| Yazılı alıştırma 1 |
Monica Bellucci hakkındaki metni hiçbir şeyi değiştirmeden, baştan sona aynen yazın.
============
Erkeklerin, yanında; kadınların, yerinde olmak istediği Monica Bellucci, avukat olacakken kendini önce podyumlarda daha sonra kamera önünde buldu. Kısa süre içinde tüm dünyanın ilgi odağı haline geldi, attığı her adım herkes tarafından takip edilir oldu. Aslında amacı sansasyonel açıklamalar yapıp sürekli gündemde olmak değildi ama ona göre “sıradan” olan şeyler başka insanlara “enteresan” gelebiliyordu. Çocuklarının oyuncu babası Vincent Cassel ile 14 yıllık evlilikleri boyunca, ilişkileri “rutinleşmesin” diye ayrı yaşıyor olmaları konusunda yaptığı açıklama gibi…
Tam adı Monica Anna Maria Bellucci olan 1964 İtalya doğumlu oyuncu ve eski modelin, avukat olmak için girdiği okulda modellikle tanışması birçok şeyin de başlangıcı oldu. Yalnızca okul masraflarını çıkartmak için başladığı modellik, Bellucci’ye cazip gelince kariyerini bu alanda ilerletmeye karar verdi ve Avrupa’nın gözde moda merkezlerinden Milano’ya giderek orada yaşamaya başladı.
============
| Yazılı alıştırma 2 |
Aşağıdaki listeyi, içindeki "detect" kelimesi yerine "locate" kelimesini koyarak yeniden yazın ve geri kalan her şeyi olduğu gibi bırakın.

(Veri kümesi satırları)
============
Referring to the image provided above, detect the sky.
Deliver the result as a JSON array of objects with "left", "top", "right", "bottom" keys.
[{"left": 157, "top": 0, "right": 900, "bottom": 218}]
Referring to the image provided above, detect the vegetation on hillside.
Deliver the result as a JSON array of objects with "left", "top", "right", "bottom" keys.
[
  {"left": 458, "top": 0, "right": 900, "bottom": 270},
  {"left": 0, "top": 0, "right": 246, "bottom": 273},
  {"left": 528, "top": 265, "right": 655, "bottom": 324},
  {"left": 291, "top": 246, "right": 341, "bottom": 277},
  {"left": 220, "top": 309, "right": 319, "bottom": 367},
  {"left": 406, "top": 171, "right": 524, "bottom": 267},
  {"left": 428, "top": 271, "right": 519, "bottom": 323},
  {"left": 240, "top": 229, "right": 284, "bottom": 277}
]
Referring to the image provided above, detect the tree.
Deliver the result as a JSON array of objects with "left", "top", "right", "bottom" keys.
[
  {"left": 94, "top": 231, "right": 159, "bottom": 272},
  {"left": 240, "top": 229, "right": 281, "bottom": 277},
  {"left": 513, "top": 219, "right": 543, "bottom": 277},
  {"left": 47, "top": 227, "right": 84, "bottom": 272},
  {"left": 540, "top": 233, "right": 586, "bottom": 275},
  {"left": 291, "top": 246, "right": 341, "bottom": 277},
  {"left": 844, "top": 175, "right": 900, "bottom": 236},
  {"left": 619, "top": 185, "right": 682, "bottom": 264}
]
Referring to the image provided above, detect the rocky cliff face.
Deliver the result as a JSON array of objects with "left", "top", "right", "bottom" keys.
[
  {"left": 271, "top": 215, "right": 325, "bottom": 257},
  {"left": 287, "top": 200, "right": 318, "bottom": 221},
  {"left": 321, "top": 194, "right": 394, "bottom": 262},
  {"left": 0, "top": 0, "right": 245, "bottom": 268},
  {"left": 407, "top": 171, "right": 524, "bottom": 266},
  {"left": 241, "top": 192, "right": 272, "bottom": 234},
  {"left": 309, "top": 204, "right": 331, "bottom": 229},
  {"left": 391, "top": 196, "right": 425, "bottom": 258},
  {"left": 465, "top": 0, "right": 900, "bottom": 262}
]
============
| Doğru cevap 1 |
Erkeklerin, yanında; kadınların, yerinde olmak istediği Monica Bellucci, avukat olacakken kendini önce podyumlarda daha sonra kamera önünde buldu. Kısa süre içinde tüm dünyanın ilgi odağı haline geldi, attığı her adım herkes tarafından takip edilir oldu. Aslında amacı sansasyonel açıklamalar yapıp sürekli gündemde olmak değildi ama ona göre “sıradan” olan şeyler başka insanlara “enteresan” gelebiliyordu. Çocuklarının oyuncu babası Vincent Cassel ile 14 yıllık evlilikleri boyunca, ilişkileri “rutinleşmesin” diye ayrı yaşıyor olmaları konusunda yaptığı açıklama gibi…
Tam adı Monica Anna Maria Bellucci olan 1964 İtalya doğumlu oyuncu ve eski modelin, avukat olmak için girdiği okulda modellikle tanışması birçok şeyin de başlangıcı oldu. Yalnızca okul masraflarını çıkartmak için başladığı modellik, Bellucci’ye cazip gelince kariyerini bu alanda ilerletmeye karar verdi ve Avrupa’nın gözde moda merkezlerinden Milano’ya giderek orada yaşamaya başladı.

| Doğru cevap 2 |
Referring to the image provided above, locate the sky.
Deliver the result as a JSON array of objects with "left", "top", "right", "bottom" keys.
[{"left": 157, "top": 0, "right": 900, "bottom": 218}]
Referring to the image provided above, locate the vegetation on hillside.
Deliver the result as a JSON array of objects with "left", "top", "right", "bottom" keys.
[
  {"left": 458, "top": 0, "right": 900, "bottom": 270},
  {"left": 0, "top": 0, "right": 246, "bottom": 273},
  {"left": 528, "top": 265, "right": 655, "bottom": 324},
  {"left": 291, "top": 246, "right": 341, "bottom": 277},
  {"left": 220, "top": 309, "right": 319, "bottom": 367},
  {"left": 406, "top": 171, "right": 524, "bottom": 267},
  {"left": 428, "top": 271, "right": 519, "bottom": 323},
  {"left": 240, "top": 229, "right": 284, "bottom": 277}
]
Referring to the image provided above, locate the tree.
Deliver the result as a JSON array of objects with "left", "top", "right", "bottom" keys.
[
  {"left": 94, "top": 231, "right": 159, "bottom": 272},
  {"left": 240, "top": 229, "right": 281, "bottom": 277},
  {"left": 513, "top": 219, "right": 543, "bottom": 277},
  {"left": 47, "top": 227, "right": 84, "bottom": 272},
  {"left": 540, "top": 233, "right": 586, "bottom": 275},
  {"left": 291, "top": 246, "right": 341, "bottom": 277},
  {"left": 844, "top": 175, "right": 900, "bottom": 236},
  {"left": 619, "top": 185, "right": 682, "bottom": 264}
]
Referring to the image provided above, locate the rocky cliff face.
Deliver the result as a JSON array of objects with "left", "top", "right", "bottom" keys.
[
  {"left": 271, "top": 215, "right": 325, "bottom": 257},
  {"left": 287, "top": 200, "right": 318, "bottom": 221},
  {"left": 321, "top": 194, "right": 394, "bottom": 262},
  {"left": 0, "top": 0, "right": 245, "bottom": 268},
  {"left": 407, "top": 171, "right": 524, "bottom": 266},
  {"left": 241, "top": 192, "right": 272, "bottom": 234},
  {"left": 309, "top": 204, "right": 331, "bottom": 229},
  {"left": 391, "top": 196, "right": 425, "bottom": 258},
  {"left": 465, "top": 0, "right": 900, "bottom": 262}
]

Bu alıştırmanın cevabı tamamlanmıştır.